### Task requirements
Each line below must be reproduced exactly, though the pictures are to be dropped.

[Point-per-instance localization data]
● ● ● ●

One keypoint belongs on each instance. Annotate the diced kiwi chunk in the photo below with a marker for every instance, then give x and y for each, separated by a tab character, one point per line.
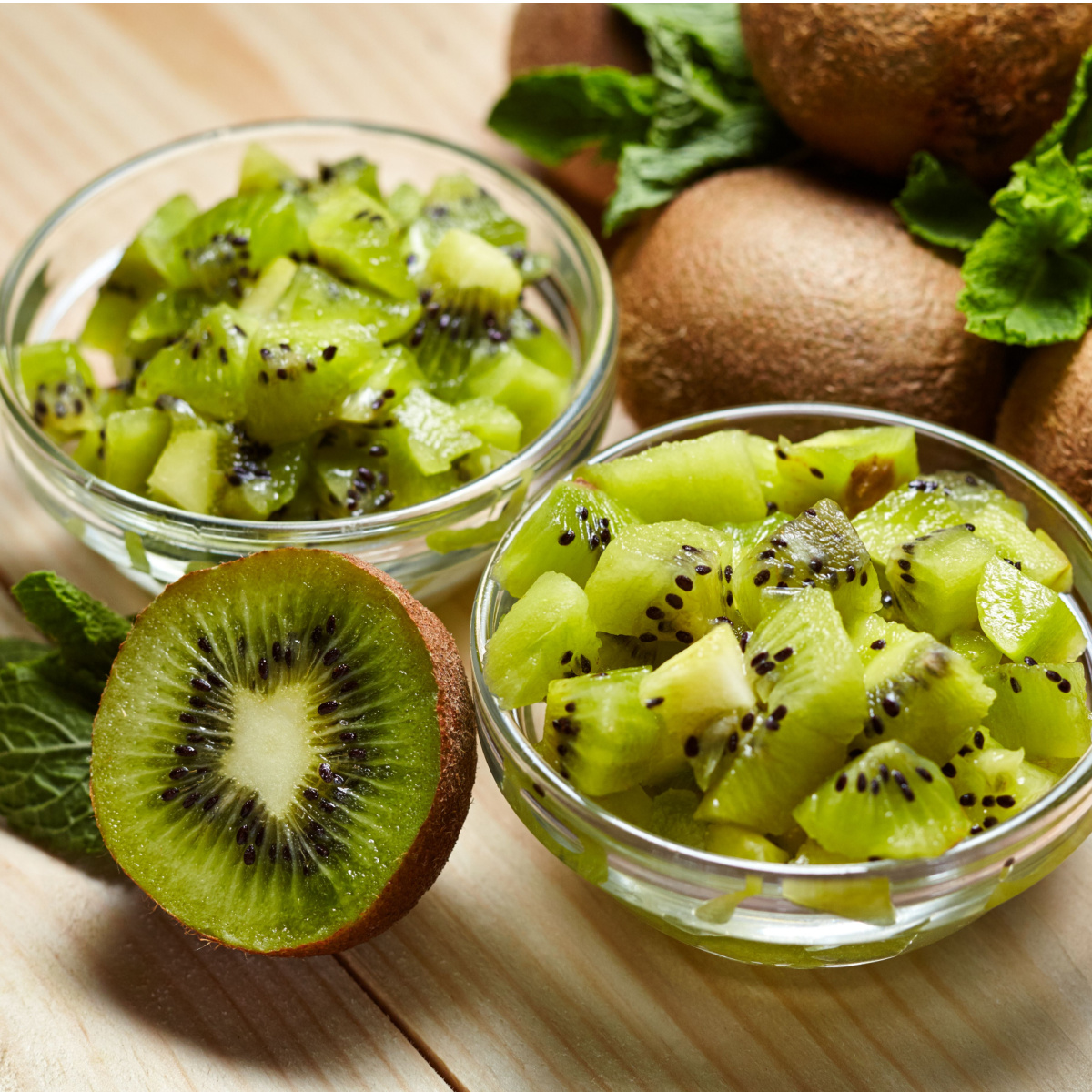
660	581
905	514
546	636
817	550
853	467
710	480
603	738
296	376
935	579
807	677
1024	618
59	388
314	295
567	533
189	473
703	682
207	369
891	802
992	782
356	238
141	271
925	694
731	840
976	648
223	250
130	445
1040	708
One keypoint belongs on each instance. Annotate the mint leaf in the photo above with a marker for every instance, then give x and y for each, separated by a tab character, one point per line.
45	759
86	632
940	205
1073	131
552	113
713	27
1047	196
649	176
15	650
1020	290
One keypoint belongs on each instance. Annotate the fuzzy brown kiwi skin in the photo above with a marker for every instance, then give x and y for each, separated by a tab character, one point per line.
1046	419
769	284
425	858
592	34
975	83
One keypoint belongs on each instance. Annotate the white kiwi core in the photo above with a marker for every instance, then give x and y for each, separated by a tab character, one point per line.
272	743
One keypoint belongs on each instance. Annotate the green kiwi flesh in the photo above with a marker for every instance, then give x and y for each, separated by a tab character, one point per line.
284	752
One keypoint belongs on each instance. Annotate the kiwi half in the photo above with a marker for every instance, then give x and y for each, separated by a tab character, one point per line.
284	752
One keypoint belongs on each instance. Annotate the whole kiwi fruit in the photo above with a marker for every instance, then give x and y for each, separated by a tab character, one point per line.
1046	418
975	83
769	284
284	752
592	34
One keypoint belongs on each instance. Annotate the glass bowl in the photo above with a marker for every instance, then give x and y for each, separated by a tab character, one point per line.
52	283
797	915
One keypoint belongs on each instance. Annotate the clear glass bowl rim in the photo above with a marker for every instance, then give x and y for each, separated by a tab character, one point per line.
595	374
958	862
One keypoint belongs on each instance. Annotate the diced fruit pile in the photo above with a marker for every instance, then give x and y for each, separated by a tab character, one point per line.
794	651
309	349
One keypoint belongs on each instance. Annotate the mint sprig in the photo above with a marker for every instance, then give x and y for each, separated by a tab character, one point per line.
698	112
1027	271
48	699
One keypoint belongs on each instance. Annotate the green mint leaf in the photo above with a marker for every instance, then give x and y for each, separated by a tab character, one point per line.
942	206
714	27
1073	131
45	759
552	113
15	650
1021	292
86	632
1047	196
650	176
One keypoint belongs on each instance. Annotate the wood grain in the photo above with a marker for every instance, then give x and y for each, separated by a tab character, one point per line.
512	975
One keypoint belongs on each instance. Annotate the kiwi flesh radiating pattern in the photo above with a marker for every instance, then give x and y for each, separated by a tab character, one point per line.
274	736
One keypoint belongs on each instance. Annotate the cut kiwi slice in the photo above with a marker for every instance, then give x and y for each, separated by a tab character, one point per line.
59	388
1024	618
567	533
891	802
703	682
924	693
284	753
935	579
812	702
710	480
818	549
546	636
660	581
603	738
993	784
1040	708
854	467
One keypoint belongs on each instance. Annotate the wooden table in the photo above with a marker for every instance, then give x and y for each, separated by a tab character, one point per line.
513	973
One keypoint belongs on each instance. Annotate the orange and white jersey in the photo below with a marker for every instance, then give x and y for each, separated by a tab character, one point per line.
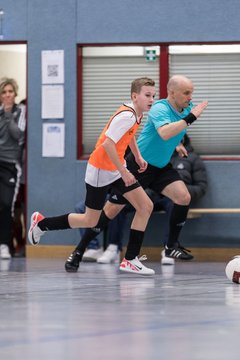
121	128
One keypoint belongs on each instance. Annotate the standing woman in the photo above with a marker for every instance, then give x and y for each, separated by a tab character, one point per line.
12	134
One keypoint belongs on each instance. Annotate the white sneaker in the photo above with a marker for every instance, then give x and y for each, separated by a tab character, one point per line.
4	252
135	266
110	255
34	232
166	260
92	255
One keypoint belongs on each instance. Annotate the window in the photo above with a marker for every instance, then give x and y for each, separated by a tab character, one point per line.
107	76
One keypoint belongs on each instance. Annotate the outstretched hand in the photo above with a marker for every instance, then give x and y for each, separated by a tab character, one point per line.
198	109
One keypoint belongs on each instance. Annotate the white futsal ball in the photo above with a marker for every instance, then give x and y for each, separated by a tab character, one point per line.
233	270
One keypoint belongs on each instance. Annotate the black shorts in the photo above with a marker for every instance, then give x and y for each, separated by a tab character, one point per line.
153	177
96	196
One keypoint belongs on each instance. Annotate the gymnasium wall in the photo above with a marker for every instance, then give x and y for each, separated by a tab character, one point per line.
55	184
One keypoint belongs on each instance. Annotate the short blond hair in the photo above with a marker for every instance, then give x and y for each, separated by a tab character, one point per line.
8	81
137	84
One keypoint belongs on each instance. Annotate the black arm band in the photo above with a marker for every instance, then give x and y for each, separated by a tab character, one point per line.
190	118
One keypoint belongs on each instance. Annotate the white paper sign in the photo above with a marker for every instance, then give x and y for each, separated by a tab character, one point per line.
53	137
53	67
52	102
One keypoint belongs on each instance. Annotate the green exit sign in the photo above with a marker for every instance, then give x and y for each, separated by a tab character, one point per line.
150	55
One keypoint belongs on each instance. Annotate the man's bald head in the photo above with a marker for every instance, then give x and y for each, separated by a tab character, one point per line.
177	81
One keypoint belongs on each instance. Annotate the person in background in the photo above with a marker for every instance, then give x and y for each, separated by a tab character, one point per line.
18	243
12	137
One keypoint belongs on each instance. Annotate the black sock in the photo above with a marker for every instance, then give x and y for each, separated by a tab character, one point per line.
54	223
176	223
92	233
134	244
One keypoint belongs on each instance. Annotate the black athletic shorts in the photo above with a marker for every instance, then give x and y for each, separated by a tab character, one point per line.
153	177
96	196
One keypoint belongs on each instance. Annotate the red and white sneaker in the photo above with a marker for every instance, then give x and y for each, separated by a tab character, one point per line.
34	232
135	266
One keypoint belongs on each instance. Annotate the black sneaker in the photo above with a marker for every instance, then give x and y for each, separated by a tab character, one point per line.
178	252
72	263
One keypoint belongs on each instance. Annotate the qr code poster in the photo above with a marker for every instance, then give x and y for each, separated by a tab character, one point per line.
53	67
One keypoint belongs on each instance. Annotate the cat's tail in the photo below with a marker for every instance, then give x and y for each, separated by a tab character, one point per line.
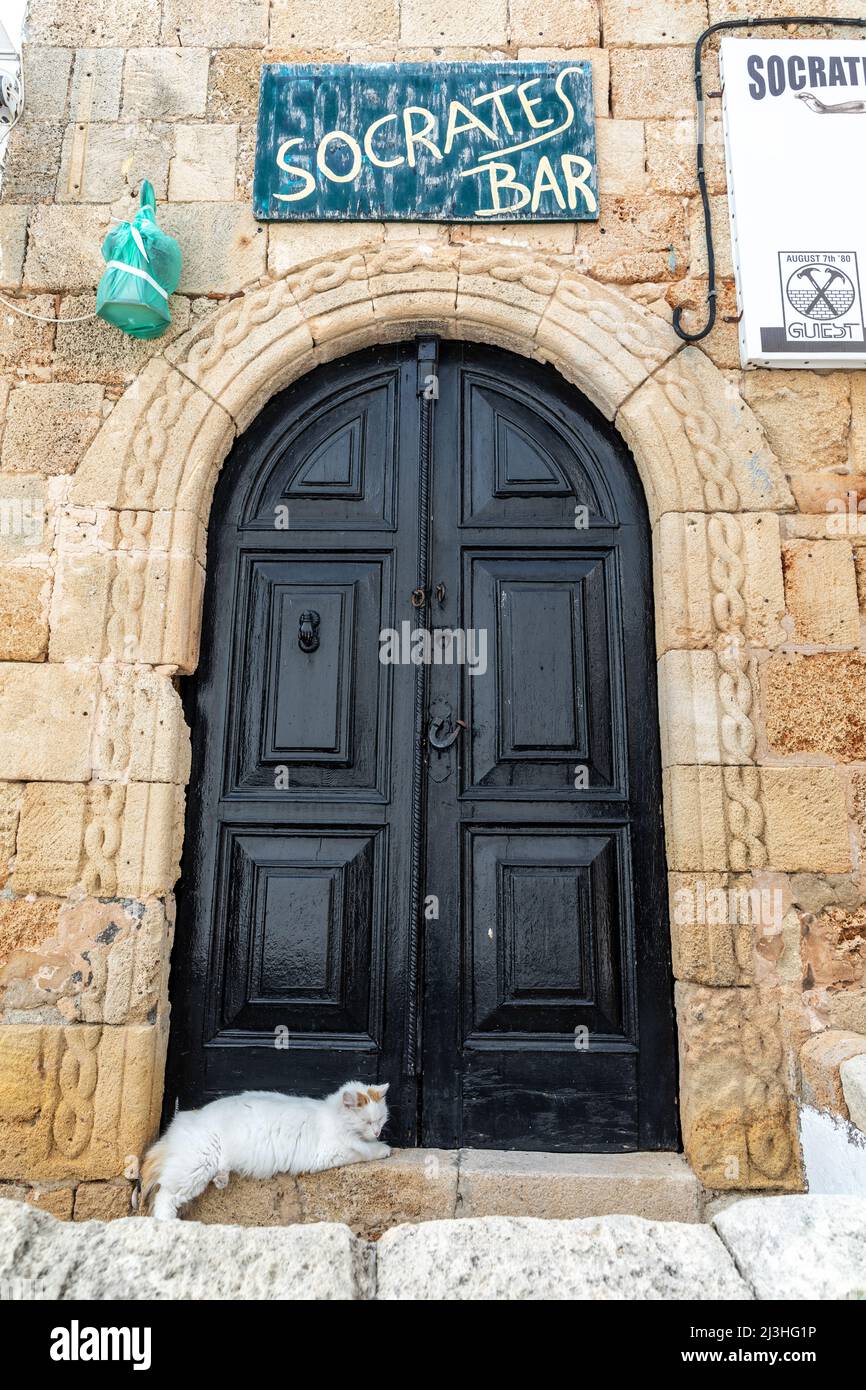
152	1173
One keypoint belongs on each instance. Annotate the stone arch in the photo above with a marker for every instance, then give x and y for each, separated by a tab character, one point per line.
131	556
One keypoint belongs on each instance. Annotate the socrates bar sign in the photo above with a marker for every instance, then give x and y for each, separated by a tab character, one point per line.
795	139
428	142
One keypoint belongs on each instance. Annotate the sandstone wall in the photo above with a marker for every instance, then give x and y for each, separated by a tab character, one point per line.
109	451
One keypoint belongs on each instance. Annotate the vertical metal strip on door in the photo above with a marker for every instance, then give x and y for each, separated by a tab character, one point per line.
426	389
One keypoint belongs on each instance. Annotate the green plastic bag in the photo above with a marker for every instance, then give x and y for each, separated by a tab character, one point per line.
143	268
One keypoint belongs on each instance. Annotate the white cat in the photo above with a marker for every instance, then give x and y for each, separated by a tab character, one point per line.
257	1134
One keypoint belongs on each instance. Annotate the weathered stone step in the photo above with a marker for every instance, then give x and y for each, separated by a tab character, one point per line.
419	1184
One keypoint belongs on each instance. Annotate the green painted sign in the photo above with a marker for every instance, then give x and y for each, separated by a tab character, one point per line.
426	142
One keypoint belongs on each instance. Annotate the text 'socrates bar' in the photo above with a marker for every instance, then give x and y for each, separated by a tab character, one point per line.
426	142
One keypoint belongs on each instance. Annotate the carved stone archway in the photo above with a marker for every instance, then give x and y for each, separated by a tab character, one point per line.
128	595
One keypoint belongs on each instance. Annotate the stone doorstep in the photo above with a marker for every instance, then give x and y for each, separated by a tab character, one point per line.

● ● ● ●

### Written response
One keypoint belongs on each instance. Annotate the diced kiwi chunk in the photo below with a marker for every instance, then give x and y for each, separated by a tab character, one point per line.
660	581
905	514
546	636
817	550
853	467
710	480
603	738
296	376
935	579
807	677
1024	618
59	388
314	295
567	533
189	473
703	682
207	369
891	802
992	782
356	238
141	271
925	694
731	840
976	648
223	250
130	445
1040	708
One keypoint belongs on each instance. Annotate the mint leaf in the photo above with a marker for every instance, then give x and y for each, separated by a tab character, one point per line.
45	759
86	632
940	205
1073	131
552	113
713	27
1047	196
649	176
15	650
1020	290
One keypoint belongs on each instance. Annotate the fuzzy brown kiwi skin in the photo above with a marker for every instance, then give x and y for each, separated by a tab character, one point per line.
1046	419
769	284
425	858
592	34
975	83
One keypoint belongs on each instance. Annotate the white kiwi core in the photo above with a marker for every instance, then give x and y for each, separated by a tab character, one point per line.
272	743
One keypoint belongs on each instance. Annotate the green kiwi flesh in the photo above with a marker for every instance, then give x and y for each, separated by a tab character, one point per line.
284	752
One keypoint belongs on each instance. Annotate the kiwi half in the photo above with a marker for every instance, then give x and y for each, separated by a tab character, one point per line.
284	752
One keypoint belongs on each instance. Annotate the whole kiwi fruit in the photo above with a marker for every instance, then give x and y for each, separated by a tab character, one point per line.
1046	418
975	83
769	284
284	752
592	34
One keypoint belongs on each instance. Annotate the glass bowl in the photo above with a marker for every instance, then give x and y for each, separated by a tab character, one point per line.
52	283
797	915
One keypoint belongs on each instance. Annotate the clear glass bowl rim in the photo above with a marker for every instance, then give x and y for each, separated by a tab character, one point per line.
595	374
958	862
One keypoint belongs on each instance. Annotate the diced fruit pile in the photo above with a marker for every instance, then give x and y for each, separated by a tab character, one point per line.
794	651
309	349
One keypoint belongs on each instance. Annotate the mint sprig in the photo above with a marker for every instance, then give x and y for each, separated by a tab character, one point per line.
698	112
1027	271
48	699
One keypoint belongs on each instance. Annotate the green mint leaf in the photo above with a marker for every instance, then give x and y for each, separated by a tab character, one point per line.
942	206
714	27
1073	131
45	759
552	113
15	650
1021	292
86	632
1047	196
650	176
One keypoint belongs on each instance. Annotate the wood grain in the photo above with a marker for every instance, then give x and y for each, separated by a tab character, one point per line.
512	975
One keypoint belongs on each instance. Annotate the kiwi flesh radiating pattern in the photo above with a marker for every instance, then give x and y for each, separated by a tab character, one point per line.
274	736
One keypoint belongs on each instance. Annotate the cut kiwi slice in the photo above with a marker for every instance, then give x and y for each, separated by a tab character, one point per line.
59	388
1024	618
567	533
891	802
703	682
924	693
284	753
935	579
812	702
710	480
818	549
546	636
660	581
603	738
993	784
1040	708
854	467
One keypoint belongs on each instance. Annotate the wooden table in the photo above with a marker for every instance, then give x and y for each, separated by a tab character, one point per line.
513	973
One keypoint belongs on each instance. Annotate the orange and white jersey in the photo below with a marker for every instance, then give x and y for each, separated by a tab character, one point per line.
121	128
One keypoint belongs on each instance. Annotate the standing woman in the photo above with a marker for every instance, then give x and y for each, separated by a tab character, one point per line.
12	134
One keypoint belongs on each instance. Annotate the white sneaker in the photo above with a marker for every instance, then give x and y for each, separated by a tab character, one point per line.
4	252
135	266
110	255
34	232
166	260
92	255
One keypoint belongs on each instance. Annotate the window in the photo above with a marker for every instance, then give x and y for each, separated by a tab character, one point per line.
107	76
One keypoint belongs on each instance. Annotate the outstretched hand in the photo above with a marker for every instance, then give x and y for each, separated by a tab character, one point per line.
198	109
One keypoint belongs on each instance. Annotate the white futsal ball in the photo above with a marker for every instance, then give x and y for each, separated by a tab character, one point per line.
233	270
One keypoint belongs on each instance. Annotate the black shorts in the photo above with a marker for every instance, then give x and y for each, separated by a tab character, one point per line.
153	177
96	196
One keypoint belongs on each instance. Annotate the gymnasium wall in the photo above with a marker for every instance, then give x and y for each, separated by a tab character, one point per line.
55	184
One keypoint belongs on each instance. Annotate the short blond hair in the photo above with a marker for every instance, then give x and y for each, separated by a tab character, one point per line.
8	81
137	84
One keypoint belongs on each instance. Annotate the black arm band in the photo above with a marker for every instance, then give x and y for each, separated by a tab character, one point per line.
190	118
One keypoint belongs on each instance. Annotate the white paper sign in the photo above with a marker for every instance, then give x and y for each, separated by a tab character, one point per line.
53	137
53	67
52	102
One keypoint belongs on each instance. Annotate the green exit sign in the photo above with a marker for every instance, then give x and y for each, separated by a tab character, one point per line.
150	55
One keypoint belongs on each instance. Annotate the man's bald head in the photo above with a marker for every instance, then give x and y for each, separated by a tab character, one point per line.
177	81
One keypoint belongs on each instance. Annotate the person in background in the photo above with a marker for every instance, then give x and y for each, separated by a tab character, one point per line.
18	243
12	137
One keypoint belongs on each instance. Annotate the black sock in the photo above with a marker for every instance, then give x and y for each, separated by a tab character, one point per line.
54	223
176	223
92	233
134	244
One keypoint belongs on each instance. Annotate the black athletic shorts in the photo above with a marker for every instance, then give x and y for each, separated by a tab character, one point per line.
153	177
96	196
One keypoint belongs on each instance. Annotate the red and white sneaker in the photo above with a marker for every instance, then give x and y for each, separated by a tab character, one point per line.
34	232
135	266
One keypoint belongs on each instance. Annotate the black sneaker in the photo above with a marker for every instance, then give x and y for each, separated by a tab character, one point per line.
178	252
72	263
One keypoint belongs on each instance. Annotate the qr code poster in the photo above with a marker for every instance, then give x and y for each, separated by a tab character, one point per line.
53	67
One keypoint belongs on each instance. Annotate the cat's tail in the photo below with a marker for every instance, then give x and y for each, separated by a tab character, one point per line.
152	1173
One keypoint belongs on each instance. Annotate the stone arch in the photo above with a marker for every instance, then give x and y for each, separated by a tab character, one point per line.
131	556
One keypoint belongs on each instance. Annotate the socrates bar sign in the photo above with a marker for every instance, then give x and y for each, separated by a tab character, one point per line.
795	139
428	142
One keypoint belongs on each instance. Annotate the sandstone wall in the photo above with a marker for every instance, then give x and y for each, separated by a tab character, one point per line.
109	451
One keypoint belongs on each instance. Annotate the vertical metal strip on door in the photo above with a marker for every instance, then give x and y for each, separated by a tab character, one point per line.
426	389
One keypoint belongs on each instance. Annotate the green plastic bag in the photo above with a marker for every instance, then give x and y for each, separated by a tab character, one point per line.
143	268
One keypoint belongs on each instance. Annotate the white cat in the photo above with a marker for every instance, then give x and y for each, separated by a tab character, one point per line.
257	1134
One keypoint belongs on each instance. Annotate the weathered stone step in the photo above with a marker for every instance, then give x and y for each, separated by a tab character, one point per line.
419	1184
One keypoint belongs on each instance. Annotate the green painted sign in the photo above with a marker for every instance, then give x and y for each, separated by a tab character, one point per line.
426	142
One keypoint belongs on each instance. Annotate the text 'socrates bar' in the photo above with a marker for every instance, then give x and y for each, separated by a tab character, one point per line.
426	142
One keypoint belongs on each instance. Annotate the carved stone archway in the photo above with a marker for every instance, then give x and y for each, separated by a tab character, one point per line.
128	595
One keypoint belongs on each instance. Annotate the stone doorstep in the photo above with a marker for every instance, then give x and y for each, separated by a tab character, one point per line.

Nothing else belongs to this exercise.